## Task data
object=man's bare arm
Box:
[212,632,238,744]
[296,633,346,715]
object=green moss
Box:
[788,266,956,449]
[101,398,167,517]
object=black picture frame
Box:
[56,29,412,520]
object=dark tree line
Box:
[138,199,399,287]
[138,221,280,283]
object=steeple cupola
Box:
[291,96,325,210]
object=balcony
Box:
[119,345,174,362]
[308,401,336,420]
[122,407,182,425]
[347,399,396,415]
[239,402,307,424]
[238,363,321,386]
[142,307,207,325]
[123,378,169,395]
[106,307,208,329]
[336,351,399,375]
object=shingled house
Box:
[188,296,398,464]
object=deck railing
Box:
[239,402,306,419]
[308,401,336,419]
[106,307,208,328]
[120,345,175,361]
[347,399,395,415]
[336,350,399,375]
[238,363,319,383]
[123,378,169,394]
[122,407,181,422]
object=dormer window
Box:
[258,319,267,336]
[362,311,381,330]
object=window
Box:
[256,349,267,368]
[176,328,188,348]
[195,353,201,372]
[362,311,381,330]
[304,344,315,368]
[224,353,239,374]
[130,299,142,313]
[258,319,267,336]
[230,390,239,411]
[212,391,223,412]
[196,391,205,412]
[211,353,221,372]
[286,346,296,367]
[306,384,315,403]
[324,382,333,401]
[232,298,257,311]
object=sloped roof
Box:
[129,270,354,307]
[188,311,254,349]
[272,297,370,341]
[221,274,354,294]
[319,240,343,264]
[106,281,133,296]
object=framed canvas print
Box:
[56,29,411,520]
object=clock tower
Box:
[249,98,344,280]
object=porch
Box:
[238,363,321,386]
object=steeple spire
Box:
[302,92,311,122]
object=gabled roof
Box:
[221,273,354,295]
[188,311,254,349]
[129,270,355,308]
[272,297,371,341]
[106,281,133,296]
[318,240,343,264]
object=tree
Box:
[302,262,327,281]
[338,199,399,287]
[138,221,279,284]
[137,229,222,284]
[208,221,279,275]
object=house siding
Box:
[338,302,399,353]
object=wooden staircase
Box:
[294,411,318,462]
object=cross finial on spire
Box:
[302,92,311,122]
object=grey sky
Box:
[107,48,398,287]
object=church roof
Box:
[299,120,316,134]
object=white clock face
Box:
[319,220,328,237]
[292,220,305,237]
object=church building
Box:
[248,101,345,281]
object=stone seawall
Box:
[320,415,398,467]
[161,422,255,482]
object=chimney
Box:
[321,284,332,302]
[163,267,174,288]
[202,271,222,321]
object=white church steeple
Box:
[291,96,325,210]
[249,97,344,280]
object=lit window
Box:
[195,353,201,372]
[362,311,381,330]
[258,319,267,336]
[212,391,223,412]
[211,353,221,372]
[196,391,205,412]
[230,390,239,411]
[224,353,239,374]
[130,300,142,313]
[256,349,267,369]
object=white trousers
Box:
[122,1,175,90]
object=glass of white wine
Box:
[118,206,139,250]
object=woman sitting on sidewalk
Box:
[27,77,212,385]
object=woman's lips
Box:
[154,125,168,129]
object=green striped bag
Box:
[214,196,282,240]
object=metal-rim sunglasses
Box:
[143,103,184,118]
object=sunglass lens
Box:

## What the task asks
Copy the rows verbatim from the line containing "object=white trousers" through the end of the rows.

## Correct response
object=white trousers
Box:
[122,1,175,90]
object=glass of white wine
Box:
[118,206,139,250]
object=woman sitting on sidewalk
Box:
[27,77,212,385]
object=woman's lips
Box:
[154,125,168,129]
object=green striped bag
Box:
[214,196,282,240]
object=metal-rim sunglasses
Box:
[143,103,184,118]
object=sunglass lens
Box:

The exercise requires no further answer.